:: EXERCISE PROMPT ::
Which rows contain the string "item"? Extract each of those rows in full; the match is case-sensitive.

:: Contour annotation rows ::
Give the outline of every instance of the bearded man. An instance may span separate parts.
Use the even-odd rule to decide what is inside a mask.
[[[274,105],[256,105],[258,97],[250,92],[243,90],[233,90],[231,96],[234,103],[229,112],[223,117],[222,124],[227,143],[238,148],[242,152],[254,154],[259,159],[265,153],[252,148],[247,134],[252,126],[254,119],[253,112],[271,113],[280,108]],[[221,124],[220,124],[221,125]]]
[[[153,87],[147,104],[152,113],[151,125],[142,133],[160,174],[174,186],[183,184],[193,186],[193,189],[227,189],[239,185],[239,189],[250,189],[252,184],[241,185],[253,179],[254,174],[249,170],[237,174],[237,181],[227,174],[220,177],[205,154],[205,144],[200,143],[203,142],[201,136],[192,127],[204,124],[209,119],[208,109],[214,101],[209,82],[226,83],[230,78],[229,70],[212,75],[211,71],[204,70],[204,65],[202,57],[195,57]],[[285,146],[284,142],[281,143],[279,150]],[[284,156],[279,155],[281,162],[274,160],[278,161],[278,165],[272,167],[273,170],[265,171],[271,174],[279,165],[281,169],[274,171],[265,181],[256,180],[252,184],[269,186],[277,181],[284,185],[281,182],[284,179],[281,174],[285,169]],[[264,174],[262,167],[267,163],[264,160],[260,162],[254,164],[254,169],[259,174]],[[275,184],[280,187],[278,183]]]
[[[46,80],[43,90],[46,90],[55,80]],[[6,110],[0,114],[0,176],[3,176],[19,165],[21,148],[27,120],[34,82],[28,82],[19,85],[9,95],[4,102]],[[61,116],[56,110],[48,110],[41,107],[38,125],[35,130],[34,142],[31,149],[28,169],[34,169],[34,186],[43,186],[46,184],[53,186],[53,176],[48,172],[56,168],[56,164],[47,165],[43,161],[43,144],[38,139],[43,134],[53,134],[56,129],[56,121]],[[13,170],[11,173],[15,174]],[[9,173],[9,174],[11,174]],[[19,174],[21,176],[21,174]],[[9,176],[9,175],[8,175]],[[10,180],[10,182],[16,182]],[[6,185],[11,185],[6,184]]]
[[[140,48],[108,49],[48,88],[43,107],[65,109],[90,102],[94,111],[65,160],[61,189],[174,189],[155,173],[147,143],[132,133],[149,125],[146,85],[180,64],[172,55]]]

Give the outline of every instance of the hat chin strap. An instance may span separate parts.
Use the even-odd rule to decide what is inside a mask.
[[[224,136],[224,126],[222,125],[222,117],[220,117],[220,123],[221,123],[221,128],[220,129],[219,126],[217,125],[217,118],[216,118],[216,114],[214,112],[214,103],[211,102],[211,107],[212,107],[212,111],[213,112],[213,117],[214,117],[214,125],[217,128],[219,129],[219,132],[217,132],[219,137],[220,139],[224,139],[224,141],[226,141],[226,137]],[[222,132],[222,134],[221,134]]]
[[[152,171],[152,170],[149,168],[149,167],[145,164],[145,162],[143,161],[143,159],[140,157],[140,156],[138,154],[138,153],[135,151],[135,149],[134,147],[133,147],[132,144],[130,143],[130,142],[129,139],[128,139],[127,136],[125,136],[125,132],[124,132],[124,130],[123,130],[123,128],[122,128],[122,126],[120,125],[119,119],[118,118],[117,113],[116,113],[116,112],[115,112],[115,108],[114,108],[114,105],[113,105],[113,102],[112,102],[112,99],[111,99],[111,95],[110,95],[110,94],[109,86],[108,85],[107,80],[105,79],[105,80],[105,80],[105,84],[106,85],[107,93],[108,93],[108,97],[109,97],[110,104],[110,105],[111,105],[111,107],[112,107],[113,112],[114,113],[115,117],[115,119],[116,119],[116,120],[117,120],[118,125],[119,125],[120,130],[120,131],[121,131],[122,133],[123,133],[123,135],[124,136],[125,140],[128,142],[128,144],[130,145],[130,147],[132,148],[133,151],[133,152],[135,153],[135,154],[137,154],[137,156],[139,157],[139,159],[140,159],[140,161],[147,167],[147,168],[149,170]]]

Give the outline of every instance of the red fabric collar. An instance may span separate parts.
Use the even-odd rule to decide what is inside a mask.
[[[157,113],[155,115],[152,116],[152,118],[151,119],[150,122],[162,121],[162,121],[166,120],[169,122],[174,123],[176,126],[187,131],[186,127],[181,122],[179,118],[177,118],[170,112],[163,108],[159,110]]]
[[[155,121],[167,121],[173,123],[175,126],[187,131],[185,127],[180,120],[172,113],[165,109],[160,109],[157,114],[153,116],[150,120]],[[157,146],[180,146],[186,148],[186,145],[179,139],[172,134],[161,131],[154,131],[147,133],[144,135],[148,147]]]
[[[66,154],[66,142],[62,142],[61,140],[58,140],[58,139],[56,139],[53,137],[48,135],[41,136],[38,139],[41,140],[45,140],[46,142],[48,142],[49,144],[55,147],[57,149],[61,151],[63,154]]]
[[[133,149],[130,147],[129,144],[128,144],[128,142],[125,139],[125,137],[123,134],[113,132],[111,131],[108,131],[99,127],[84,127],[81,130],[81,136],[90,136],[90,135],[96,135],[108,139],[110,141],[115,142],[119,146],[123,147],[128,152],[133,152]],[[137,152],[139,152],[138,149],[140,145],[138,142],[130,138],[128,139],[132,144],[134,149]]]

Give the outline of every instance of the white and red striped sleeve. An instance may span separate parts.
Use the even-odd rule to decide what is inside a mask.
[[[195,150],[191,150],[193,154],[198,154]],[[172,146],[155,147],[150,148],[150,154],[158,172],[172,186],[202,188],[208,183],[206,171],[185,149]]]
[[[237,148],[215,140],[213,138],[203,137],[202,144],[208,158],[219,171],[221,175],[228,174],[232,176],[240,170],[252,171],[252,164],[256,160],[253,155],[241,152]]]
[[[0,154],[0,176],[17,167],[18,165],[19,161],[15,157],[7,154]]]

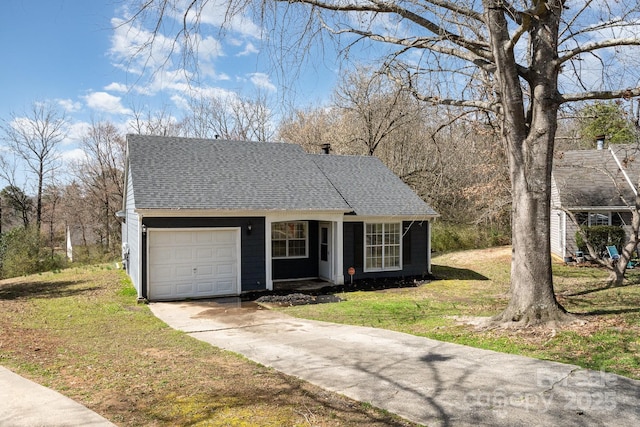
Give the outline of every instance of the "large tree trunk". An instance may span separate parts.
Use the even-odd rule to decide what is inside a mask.
[[[611,270],[609,271],[609,286],[622,286],[624,282],[624,274],[627,271],[629,261],[633,258],[633,253],[638,247],[640,240],[640,236],[638,235],[638,232],[640,231],[639,207],[640,197],[636,196],[635,206],[631,210],[631,214],[633,215],[631,219],[631,235],[629,236],[627,243],[622,248],[620,259],[611,266]]]
[[[559,108],[557,31],[561,2],[540,2],[531,12],[530,64],[525,73],[528,99],[522,92],[522,70],[515,61],[511,35],[500,2],[485,0],[491,49],[496,58],[497,95],[502,138],[511,175],[511,299],[493,320],[531,325],[566,318],[553,291],[550,243],[551,167]],[[535,72],[534,72],[535,70]]]

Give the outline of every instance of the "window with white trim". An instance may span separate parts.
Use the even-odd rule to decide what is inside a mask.
[[[365,271],[400,270],[401,223],[365,224]]]
[[[271,256],[273,258],[307,258],[309,225],[306,221],[271,224]]]

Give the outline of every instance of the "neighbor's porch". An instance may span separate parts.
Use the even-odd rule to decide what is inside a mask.
[[[266,218],[267,289],[344,283],[343,212]]]

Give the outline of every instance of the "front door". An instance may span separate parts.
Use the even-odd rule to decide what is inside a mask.
[[[331,275],[331,223],[320,223],[320,260],[318,262],[318,276],[321,279],[332,280]]]

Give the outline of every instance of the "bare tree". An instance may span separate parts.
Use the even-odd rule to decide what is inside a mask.
[[[253,4],[229,2],[228,13]],[[569,318],[558,304],[551,271],[551,166],[562,104],[640,96],[631,66],[639,46],[635,1],[571,4],[564,0],[282,0],[259,2],[283,31],[298,37],[330,34],[385,54],[383,71],[418,99],[486,111],[499,124],[509,163],[512,203],[511,298],[496,322],[528,325]],[[176,0],[150,0],[155,28],[172,19]],[[187,45],[201,29],[202,6],[182,8],[176,42]],[[171,7],[169,7],[171,6]],[[152,9],[153,7],[153,9]],[[286,8],[286,13],[283,12]],[[178,8],[180,10],[180,8]],[[195,17],[195,18],[192,18]],[[285,20],[286,22],[282,22]],[[264,22],[271,22],[265,19]],[[286,40],[283,46],[291,53]],[[191,46],[191,45],[189,45]],[[193,50],[184,50],[193,53]],[[302,52],[294,51],[300,56]],[[585,61],[588,61],[586,64]],[[584,64],[584,65],[583,65]],[[637,65],[637,64],[636,64]],[[585,70],[583,72],[582,67]],[[616,73],[612,68],[616,67]],[[593,70],[598,74],[593,79]],[[590,71],[590,72],[586,72]],[[609,79],[608,77],[611,77]],[[591,80],[590,80],[591,79]],[[620,82],[623,86],[620,86]]]
[[[166,108],[155,112],[134,108],[129,129],[138,135],[177,136],[181,133],[180,124]]]
[[[93,123],[82,138],[82,148],[86,157],[76,165],[76,176],[97,207],[100,243],[112,251],[119,235],[115,213],[124,194],[126,140],[112,123]]]
[[[4,120],[2,132],[14,154],[24,162],[27,172],[35,176],[36,225],[42,223],[42,191],[59,166],[58,145],[66,137],[66,116],[49,103],[34,102],[24,115],[11,114]]]
[[[3,188],[0,191],[0,203],[4,208],[2,211],[4,223],[11,225],[14,219],[19,218],[24,228],[29,227],[33,200],[20,187],[7,185]]]
[[[420,108],[411,94],[386,75],[359,68],[345,74],[334,92],[334,105],[343,110],[349,127],[350,144],[363,144],[373,156],[378,147],[396,133],[416,126]]]
[[[275,135],[273,114],[262,93],[255,98],[199,96],[189,100],[189,110],[181,122],[186,136],[266,142]]]
[[[338,120],[338,112],[331,107],[295,110],[280,122],[278,138],[318,154],[324,145],[339,140]]]

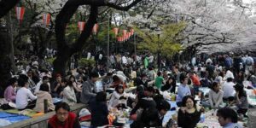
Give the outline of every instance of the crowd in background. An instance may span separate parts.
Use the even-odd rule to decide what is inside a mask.
[[[48,110],[56,112],[56,117],[49,120],[51,127],[55,127],[55,119],[61,119],[61,114],[74,118],[69,113],[69,106],[79,102],[85,104],[90,111],[94,127],[108,125],[110,112],[127,108],[131,109],[130,119],[134,120],[131,127],[147,127],[160,126],[164,115],[172,108],[160,93],[167,91],[176,94],[176,102],[180,108],[177,122],[171,119],[171,125],[195,127],[204,108],[210,108],[218,109],[218,122],[225,126],[238,125],[236,124],[238,118],[247,117],[249,104],[245,90],[256,87],[255,62],[250,55],[227,54],[203,59],[195,56],[184,63],[160,60],[159,68],[152,54],[117,54],[108,57],[99,53],[92,57],[88,52],[86,57],[95,59],[96,66],[79,67],[78,56],[73,56],[71,70],[65,75],[52,75],[52,68],[41,68],[48,64],[38,57],[27,60],[26,66],[19,63],[22,58],[17,58],[19,74],[9,80],[4,98],[15,102],[20,111],[31,108],[37,112],[44,112],[44,101],[47,99]],[[97,85],[99,83],[101,86]],[[131,86],[136,86],[132,91],[136,96],[125,91]],[[203,97],[201,87],[211,90],[208,100],[202,100],[199,107],[195,97]],[[113,92],[107,103],[108,89],[113,89]],[[55,107],[53,98],[60,98],[67,104]],[[225,123],[227,119],[230,122]],[[73,125],[78,125],[77,120]]]

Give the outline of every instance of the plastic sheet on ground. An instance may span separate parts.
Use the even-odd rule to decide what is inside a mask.
[[[202,91],[204,93],[204,96],[208,95],[210,91],[210,88],[207,87],[201,87],[199,88],[199,90]]]
[[[5,112],[0,112],[0,119],[5,119],[10,123],[15,123],[30,119],[28,116],[19,115],[15,113],[9,113]]]

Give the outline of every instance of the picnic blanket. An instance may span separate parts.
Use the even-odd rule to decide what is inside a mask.
[[[3,122],[3,120],[6,120],[6,122],[9,121],[10,123],[15,123],[15,122],[28,119],[30,118],[31,117],[25,116],[25,115],[9,113],[6,112],[0,112],[0,119],[2,119],[2,122]],[[1,126],[3,126],[2,125],[3,124],[1,124]],[[6,125],[9,125],[9,124],[7,123]]]
[[[245,89],[245,90],[247,91],[249,105],[256,106],[256,89],[254,90]]]
[[[25,115],[25,116],[28,116],[28,117],[38,117],[38,116],[41,116],[44,114],[44,113],[38,113],[32,109],[25,109],[23,111],[19,111],[18,109],[9,109],[9,110],[5,110],[3,112],[9,113],[15,113],[15,114],[18,114],[18,115]]]

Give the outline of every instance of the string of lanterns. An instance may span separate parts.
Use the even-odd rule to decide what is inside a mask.
[[[24,18],[24,14],[25,14],[25,7],[15,7],[15,12],[16,12],[16,18],[19,21],[19,24],[20,25],[22,23],[23,18]],[[48,26],[49,25],[51,15],[50,14],[43,14],[43,24],[45,26]],[[79,31],[80,33],[84,29],[85,22],[84,21],[79,21],[78,22],[78,26],[79,26]],[[95,24],[93,28],[92,28],[92,33],[96,35],[98,32],[99,25]],[[123,30],[122,31],[122,36],[118,37],[119,29],[118,27],[113,28],[113,32],[115,35],[115,38],[117,39],[118,42],[125,42],[127,41],[131,36],[134,34],[134,30],[131,28],[129,32],[127,30]]]

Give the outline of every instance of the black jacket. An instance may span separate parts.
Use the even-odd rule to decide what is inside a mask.
[[[91,123],[93,127],[108,125],[108,109],[106,102],[93,101],[90,103],[91,110]]]

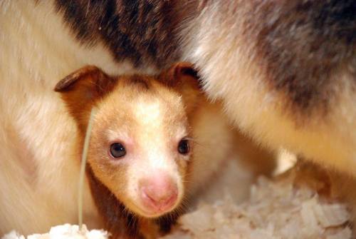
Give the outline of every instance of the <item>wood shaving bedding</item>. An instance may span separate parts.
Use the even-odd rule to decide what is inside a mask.
[[[293,186],[294,178],[258,178],[249,200],[241,204],[229,195],[201,203],[181,217],[173,232],[162,239],[350,239],[350,215],[342,204],[315,190]]]
[[[249,198],[242,203],[241,199],[244,197],[236,196],[236,193],[246,193],[244,188],[237,187],[236,183],[248,186],[251,178],[244,174],[236,178],[239,167],[240,166],[231,161],[226,166],[227,170],[223,170],[226,173],[222,173],[228,180],[232,180],[231,178],[238,180],[227,188],[221,188],[221,185],[227,183],[218,180],[216,183],[220,186],[213,187],[216,195],[225,192],[222,198],[220,196],[212,200],[208,197],[209,203],[201,200],[197,208],[182,215],[172,233],[162,239],[352,238],[350,215],[347,208],[330,200],[328,194],[320,195],[316,193],[325,191],[330,185],[323,174],[315,173],[310,169],[312,167],[304,167],[307,170],[299,173],[292,171],[287,176],[274,180],[259,177],[256,183],[249,187]],[[88,230],[84,227],[80,232],[78,225],[66,224],[52,228],[49,233],[29,235],[27,239],[108,238],[109,234],[103,230]],[[25,237],[13,231],[2,239],[25,239]]]

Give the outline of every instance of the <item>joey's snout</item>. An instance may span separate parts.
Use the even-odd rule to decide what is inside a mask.
[[[164,172],[142,178],[139,182],[139,190],[142,203],[155,214],[168,212],[177,203],[177,185]]]

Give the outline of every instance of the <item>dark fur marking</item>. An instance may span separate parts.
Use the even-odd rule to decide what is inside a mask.
[[[130,236],[132,238],[140,238],[137,219],[125,210],[110,190],[96,177],[89,165],[87,165],[87,176],[93,197],[99,213],[103,216],[105,227],[112,234],[113,238]]]
[[[248,37],[257,36],[258,61],[272,86],[286,92],[289,107],[302,113],[316,110],[325,113],[338,84],[338,79],[330,76],[356,66],[356,1],[258,4],[251,15],[255,18],[249,21],[253,26],[246,31],[251,31]]]
[[[83,44],[101,41],[117,61],[128,59],[136,66],[167,66],[176,61],[180,55],[176,29],[194,9],[189,7],[191,4],[179,1],[56,2],[57,10],[63,13],[65,21]]]
[[[151,84],[146,81],[142,76],[134,75],[129,78],[129,82],[131,84],[139,86],[144,91],[148,91],[151,88]]]
[[[104,219],[105,229],[112,234],[112,238],[144,238],[140,233],[139,218],[130,213],[110,190],[94,176],[90,165],[86,167],[87,176],[94,202]],[[153,220],[162,233],[167,233],[178,218],[178,213],[171,213]]]

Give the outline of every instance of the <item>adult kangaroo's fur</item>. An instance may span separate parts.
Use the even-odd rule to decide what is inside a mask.
[[[86,64],[194,62],[257,142],[356,175],[355,12],[353,0],[0,1],[0,233],[75,218],[74,123],[52,89]]]

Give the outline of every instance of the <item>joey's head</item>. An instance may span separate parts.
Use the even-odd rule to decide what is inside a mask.
[[[78,147],[90,111],[97,108],[88,173],[129,211],[159,217],[184,197],[193,146],[187,113],[197,85],[192,66],[181,63],[156,76],[109,76],[86,66],[56,86],[78,126]],[[95,185],[90,186],[93,191]]]

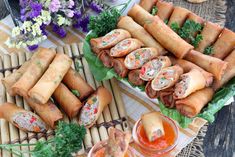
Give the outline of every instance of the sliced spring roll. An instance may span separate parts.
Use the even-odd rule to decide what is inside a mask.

:: REPLY TO THE TASK ::
Give the outline of every instance of the <item>wood shaving bedding</item>. An instance may span separate parts.
Give the outline of every instance of the <item>joey's snout</item>. An instance may span separate parts.
Give the outline of every instance of the <item>dark fur marking</item>. An instance may span separate parts.
Give the outline of every instance of the <item>adult kangaroo's fur</item>. An instance may span separate parts.
Give the outline of every instance of the <item>joey's head</item>. An instance may span separate parts.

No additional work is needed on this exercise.